• [Task data]
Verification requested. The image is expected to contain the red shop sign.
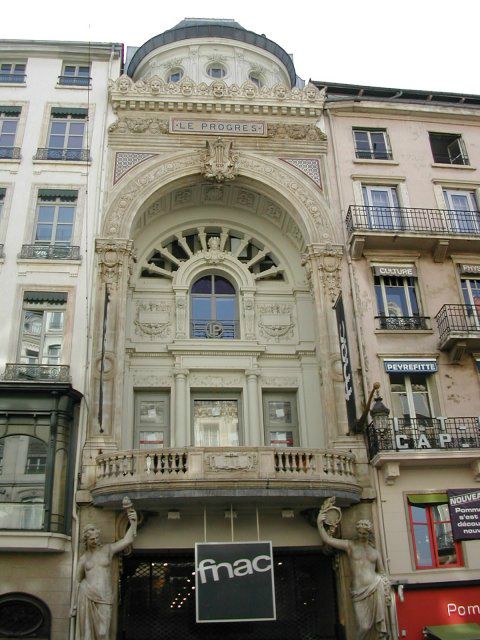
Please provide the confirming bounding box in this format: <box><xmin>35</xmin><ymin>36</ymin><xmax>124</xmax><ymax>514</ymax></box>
<box><xmin>396</xmin><ymin>585</ymin><xmax>480</xmax><ymax>639</ymax></box>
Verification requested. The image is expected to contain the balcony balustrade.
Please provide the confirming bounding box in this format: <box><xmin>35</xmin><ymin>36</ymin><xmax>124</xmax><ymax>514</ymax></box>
<box><xmin>375</xmin><ymin>315</ymin><xmax>429</xmax><ymax>330</ymax></box>
<box><xmin>0</xmin><ymin>147</ymin><xmax>21</xmax><ymax>160</ymax></box>
<box><xmin>2</xmin><ymin>363</ymin><xmax>70</xmax><ymax>383</ymax></box>
<box><xmin>19</xmin><ymin>244</ymin><xmax>81</xmax><ymax>260</ymax></box>
<box><xmin>92</xmin><ymin>447</ymin><xmax>360</xmax><ymax>507</ymax></box>
<box><xmin>34</xmin><ymin>148</ymin><xmax>90</xmax><ymax>162</ymax></box>
<box><xmin>366</xmin><ymin>417</ymin><xmax>480</xmax><ymax>459</ymax></box>
<box><xmin>190</xmin><ymin>319</ymin><xmax>238</xmax><ymax>339</ymax></box>
<box><xmin>346</xmin><ymin>205</ymin><xmax>480</xmax><ymax>260</ymax></box>
<box><xmin>0</xmin><ymin>73</ymin><xmax>26</xmax><ymax>83</ymax></box>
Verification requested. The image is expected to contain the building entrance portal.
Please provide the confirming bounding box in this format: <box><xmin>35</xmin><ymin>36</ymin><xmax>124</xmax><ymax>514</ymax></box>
<box><xmin>118</xmin><ymin>549</ymin><xmax>340</xmax><ymax>639</ymax></box>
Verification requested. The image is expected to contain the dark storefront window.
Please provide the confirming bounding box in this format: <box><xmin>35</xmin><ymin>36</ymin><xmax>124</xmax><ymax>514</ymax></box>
<box><xmin>118</xmin><ymin>550</ymin><xmax>340</xmax><ymax>640</ymax></box>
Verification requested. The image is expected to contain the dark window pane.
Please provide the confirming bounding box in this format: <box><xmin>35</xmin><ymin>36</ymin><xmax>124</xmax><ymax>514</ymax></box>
<box><xmin>214</xmin><ymin>276</ymin><xmax>235</xmax><ymax>294</ymax></box>
<box><xmin>191</xmin><ymin>276</ymin><xmax>212</xmax><ymax>294</ymax></box>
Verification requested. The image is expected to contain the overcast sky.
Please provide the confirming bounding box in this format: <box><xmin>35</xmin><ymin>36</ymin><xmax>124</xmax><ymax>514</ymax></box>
<box><xmin>4</xmin><ymin>0</ymin><xmax>478</xmax><ymax>95</ymax></box>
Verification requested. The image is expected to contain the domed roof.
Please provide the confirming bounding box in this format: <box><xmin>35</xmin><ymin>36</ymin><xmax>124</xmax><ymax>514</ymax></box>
<box><xmin>127</xmin><ymin>18</ymin><xmax>296</xmax><ymax>87</ymax></box>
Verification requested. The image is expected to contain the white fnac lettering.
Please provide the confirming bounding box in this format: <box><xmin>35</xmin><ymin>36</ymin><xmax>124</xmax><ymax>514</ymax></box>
<box><xmin>197</xmin><ymin>554</ymin><xmax>272</xmax><ymax>584</ymax></box>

• [Exercise instructions] Every line above that holds "window" should be copied out.

• [Exercise result]
Verification requested. The image is expected to contain the dark storefront window.
Verification requested. The image is expected to contain the dark window pane.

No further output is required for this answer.